Vale a pena ler Estaline e os Cientistas. Uma história de triunfo e tragédia (1905-1953), de Simon Ings (ed. Temas & Debates – Círculo de Leitores, 2017; com alguns detalhes de tradução discutíveis). Trata-se de um livro extremamente útil para se começar a entender de uma forma mais completa, não marcada pela parcialidade, a história da Revolução de 1917 e da sua posteridade. A grande e mais impressionante lição que se retira desta leitura advém da demonstração de como o grande impulso dado pelo novo regime revolucionário à pesquisa em diversas áreas da ciência – em particular nos campos da mecânica e da biologia – deu lugar, a partir dos inícios da década de 1930, e sob a influência do conceito de «ciência proletária», bem como da qualificação da genética como «ciência burguesa», a uma inflexão total.
Materializada no afastamento, na detenção e mesmo na execução, em muitos casos sem julgamento, de milhares de cientistas, com consequências extremamente dramáticas para a vida das populações, sobretudo devido às opções científicas associadas a sucessivos desaires no domínio da produção agrícola. A fraude gigantesca produzida por Trofim Lysenko, suposto cientista e presidente da Academia de Ciências Agrícola entre 1940 e 1954, e que foi diretamente apadrinhada por Estaline, é apenas o mais conhecido dos episódios referidos, mas este livro relata bem a complexidade e a dimensão de todo o processo. Descrevendo de que modo um universo dinâmico, apoiado no estímulo dado à investigação científica, pôde ceder o lugar a um pesadelo fundamentado em pressupostos de natureza estritamente ideológica.
Nota: Com este post inicia-se aqui a divulgação de um conjunto de referências bibliográficas – estudos, ensaios e fontes documentais – sobre os projetos, as vias, as conquistas e as misérias da grande experiência histórica iniciada com a Revolução Russa de 1917. Procurando sempre separar de forma crítica o conhecimento histórico do mito e a reflexão do proselitismo. Ou o trigo do joio.

(Registos do conjunto de dados)
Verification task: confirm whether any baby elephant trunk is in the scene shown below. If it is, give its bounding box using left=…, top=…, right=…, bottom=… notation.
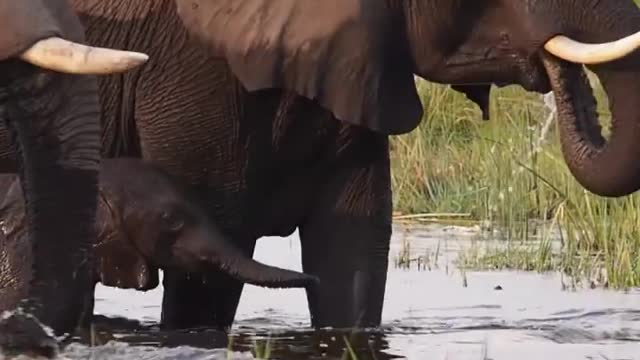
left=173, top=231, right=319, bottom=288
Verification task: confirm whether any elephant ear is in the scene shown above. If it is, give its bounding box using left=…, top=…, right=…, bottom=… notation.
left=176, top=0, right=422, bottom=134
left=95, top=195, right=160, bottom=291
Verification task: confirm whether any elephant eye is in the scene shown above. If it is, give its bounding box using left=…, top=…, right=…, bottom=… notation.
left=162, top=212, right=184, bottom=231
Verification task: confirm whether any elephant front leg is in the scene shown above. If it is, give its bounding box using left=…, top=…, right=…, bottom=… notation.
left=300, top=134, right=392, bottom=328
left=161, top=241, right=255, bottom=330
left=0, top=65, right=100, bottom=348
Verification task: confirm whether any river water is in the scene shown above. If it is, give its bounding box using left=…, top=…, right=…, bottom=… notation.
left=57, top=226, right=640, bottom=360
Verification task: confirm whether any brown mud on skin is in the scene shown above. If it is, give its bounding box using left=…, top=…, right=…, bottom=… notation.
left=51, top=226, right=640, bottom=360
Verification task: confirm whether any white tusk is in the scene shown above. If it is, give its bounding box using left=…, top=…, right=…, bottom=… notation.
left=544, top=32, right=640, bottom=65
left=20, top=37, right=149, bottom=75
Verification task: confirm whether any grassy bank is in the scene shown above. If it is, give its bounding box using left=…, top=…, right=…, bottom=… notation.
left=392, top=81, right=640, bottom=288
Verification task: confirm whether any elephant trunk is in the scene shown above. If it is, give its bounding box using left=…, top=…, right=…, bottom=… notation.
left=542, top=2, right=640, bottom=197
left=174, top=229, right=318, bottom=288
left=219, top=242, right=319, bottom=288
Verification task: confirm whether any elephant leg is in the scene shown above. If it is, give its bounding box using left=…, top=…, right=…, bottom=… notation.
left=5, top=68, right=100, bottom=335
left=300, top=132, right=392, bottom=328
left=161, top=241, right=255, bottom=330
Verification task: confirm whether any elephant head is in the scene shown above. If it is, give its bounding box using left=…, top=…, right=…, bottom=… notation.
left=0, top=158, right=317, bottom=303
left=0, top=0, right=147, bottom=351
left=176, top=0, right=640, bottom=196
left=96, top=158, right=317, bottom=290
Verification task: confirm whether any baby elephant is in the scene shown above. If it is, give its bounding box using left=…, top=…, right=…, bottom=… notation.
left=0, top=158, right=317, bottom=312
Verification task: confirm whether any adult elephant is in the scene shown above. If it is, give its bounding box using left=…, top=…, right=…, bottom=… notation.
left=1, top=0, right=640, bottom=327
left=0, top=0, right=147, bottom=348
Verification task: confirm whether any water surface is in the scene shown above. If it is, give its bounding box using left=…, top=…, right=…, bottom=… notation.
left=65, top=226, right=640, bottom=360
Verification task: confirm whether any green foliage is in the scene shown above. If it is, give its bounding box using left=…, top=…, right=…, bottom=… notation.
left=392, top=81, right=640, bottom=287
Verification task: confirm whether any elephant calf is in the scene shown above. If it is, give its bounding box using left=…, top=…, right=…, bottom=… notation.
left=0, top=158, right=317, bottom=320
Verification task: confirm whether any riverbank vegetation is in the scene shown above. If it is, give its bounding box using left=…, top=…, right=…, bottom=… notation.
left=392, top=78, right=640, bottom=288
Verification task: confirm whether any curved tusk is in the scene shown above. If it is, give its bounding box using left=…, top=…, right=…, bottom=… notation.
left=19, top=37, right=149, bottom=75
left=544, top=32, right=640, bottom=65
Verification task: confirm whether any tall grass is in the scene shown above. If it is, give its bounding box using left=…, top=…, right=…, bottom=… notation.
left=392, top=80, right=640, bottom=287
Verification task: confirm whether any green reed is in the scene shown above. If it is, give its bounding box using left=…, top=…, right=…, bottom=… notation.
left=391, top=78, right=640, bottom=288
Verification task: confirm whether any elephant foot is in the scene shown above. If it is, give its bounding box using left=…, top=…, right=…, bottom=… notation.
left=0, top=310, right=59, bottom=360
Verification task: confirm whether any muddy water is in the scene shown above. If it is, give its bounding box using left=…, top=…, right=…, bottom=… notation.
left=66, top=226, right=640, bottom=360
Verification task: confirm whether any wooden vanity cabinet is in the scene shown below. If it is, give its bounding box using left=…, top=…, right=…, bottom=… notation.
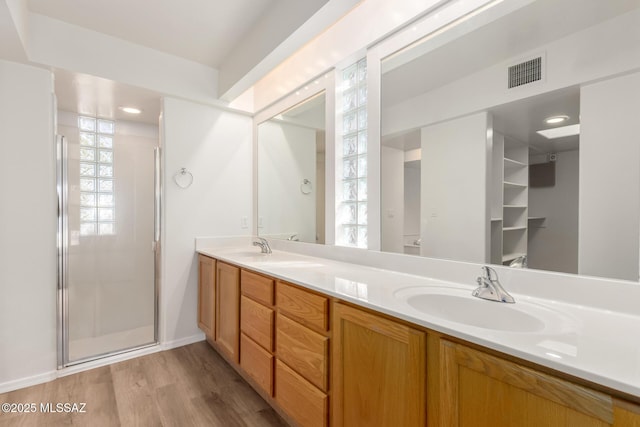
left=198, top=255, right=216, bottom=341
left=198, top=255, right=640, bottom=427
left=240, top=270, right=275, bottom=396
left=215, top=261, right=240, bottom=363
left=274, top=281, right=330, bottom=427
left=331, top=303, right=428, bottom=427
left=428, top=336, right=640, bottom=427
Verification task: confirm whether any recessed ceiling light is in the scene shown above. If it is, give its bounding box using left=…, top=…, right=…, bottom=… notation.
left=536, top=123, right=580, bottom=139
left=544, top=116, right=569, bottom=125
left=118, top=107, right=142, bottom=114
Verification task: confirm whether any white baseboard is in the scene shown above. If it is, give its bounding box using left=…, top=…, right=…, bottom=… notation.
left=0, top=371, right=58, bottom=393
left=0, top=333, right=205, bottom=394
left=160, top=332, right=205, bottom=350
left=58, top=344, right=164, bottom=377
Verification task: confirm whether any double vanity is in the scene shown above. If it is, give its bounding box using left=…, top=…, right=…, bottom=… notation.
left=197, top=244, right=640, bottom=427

▶ _TAREFA 1_:
No texto sobre Estaline e os Cientistas, entre que anos foi Trofim Lysenko presidente da Academia de Ciências Agrícola?
▶ _TAREFA 2_:
Reproduza sem alterações o trecho do texto sobre Estaline e os Cientistas que começa pelas palavras "Materializada no afastamento, na" e acaba em "natureza estritamente ideológica.".

▶ _RESPOSTA 1_:
Entre 1940 e 1954.

▶ _RESPOSTA 2_:
Materializada no afastamento, na detenção e mesmo na execução, em muitos casos sem julgamento, de milhares de cientistas, com consequências extremamente dramáticas para a vida das populações, sobretudo devido às opções científicas associadas a sucessivos desaires no domínio da produção agrícola. A fraude gigantesca produzida por Trofim Lysenko, suposto cientista e presidente da Academia de Ciências Agrícola entre 1940 e 1954, e que foi diretamente apadrinhada por Estaline, é apenas o mais conhecido dos episódios referidos, mas este livro relata bem a complexidade e a dimensão de todo o processo. Descrevendo de que modo um universo dinâmico, apoiado no estímulo dado à investigação científica, pôde ceder o lugar a um pesadelo fundamentado em pressupostos de natureza estritamente ideológica.